Short task A:
In the interview below, what year of college is Tiffany going into?

Provided passage:
Voyaging from her hometown in suburban Kansas, Tiffany entered college in LA with dreams of pursuing music. 2 years later, this dream is flourishing in the form of vibrant bedroom-pop, fearless lyricism, and an unstoppable ambition.
We met with Tiffany to speak about her early life, what it means to be a YouTuber, the challenges of superficiality in LA, and on what she has in store for the future…
You live in LA – a completely different world than what you were used to growing up in Kansas – do you find being there is better for you creatively?
Yeah, but honestly it’s just different. When I’m at home I’m forced to sit at home and write music alone, which can be a really good thing, but I usually miss sitting in the studio with other people and collaborating.
I wouldn’t say it’s better or for worse, it’s just different in the two atmospheres. When I’m in LA I feel like there’s this constant rush to get things done, which is very motivating, but when I’m at home I can take my time on things. Even though there’s nothing physically pushing me to get things done out here you just kind of feel this energy.
I’m going into my junior year – but I really just want to drop out.
Can you feel the influences of both places in your music?
In Kansas I definitely think there are small ways I was shaped and influenced as an artist, even some ways I probably can’t realize for myself, but I also think that LA was the big city that made me the artist I am today.

Point-based annotation data:

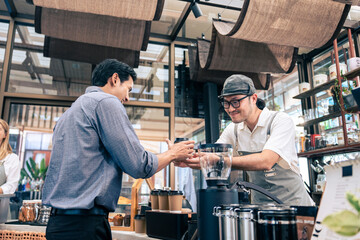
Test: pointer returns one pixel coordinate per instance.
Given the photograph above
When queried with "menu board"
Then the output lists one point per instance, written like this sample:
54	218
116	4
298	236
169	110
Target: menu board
339	212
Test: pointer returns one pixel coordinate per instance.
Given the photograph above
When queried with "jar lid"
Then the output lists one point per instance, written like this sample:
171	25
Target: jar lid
180	140
246	207
175	192
139	216
164	192
155	192
277	210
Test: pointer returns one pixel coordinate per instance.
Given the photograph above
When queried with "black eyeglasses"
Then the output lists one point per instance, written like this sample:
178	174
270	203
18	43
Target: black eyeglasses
234	103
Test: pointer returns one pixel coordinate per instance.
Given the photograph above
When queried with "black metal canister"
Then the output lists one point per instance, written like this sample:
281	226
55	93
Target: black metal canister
276	223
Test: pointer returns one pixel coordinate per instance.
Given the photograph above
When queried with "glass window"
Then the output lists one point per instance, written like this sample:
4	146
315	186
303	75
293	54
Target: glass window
3	37
152	75
327	103
189	122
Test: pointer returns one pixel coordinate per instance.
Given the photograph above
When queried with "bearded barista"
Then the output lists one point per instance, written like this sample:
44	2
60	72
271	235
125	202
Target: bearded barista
263	142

Short task B:
From the records above, extract every line that contains the string "menu". Case counts.

Worked solution A:
Her junior year.

Worked solution B:
When queried with "menu board"
Target: menu board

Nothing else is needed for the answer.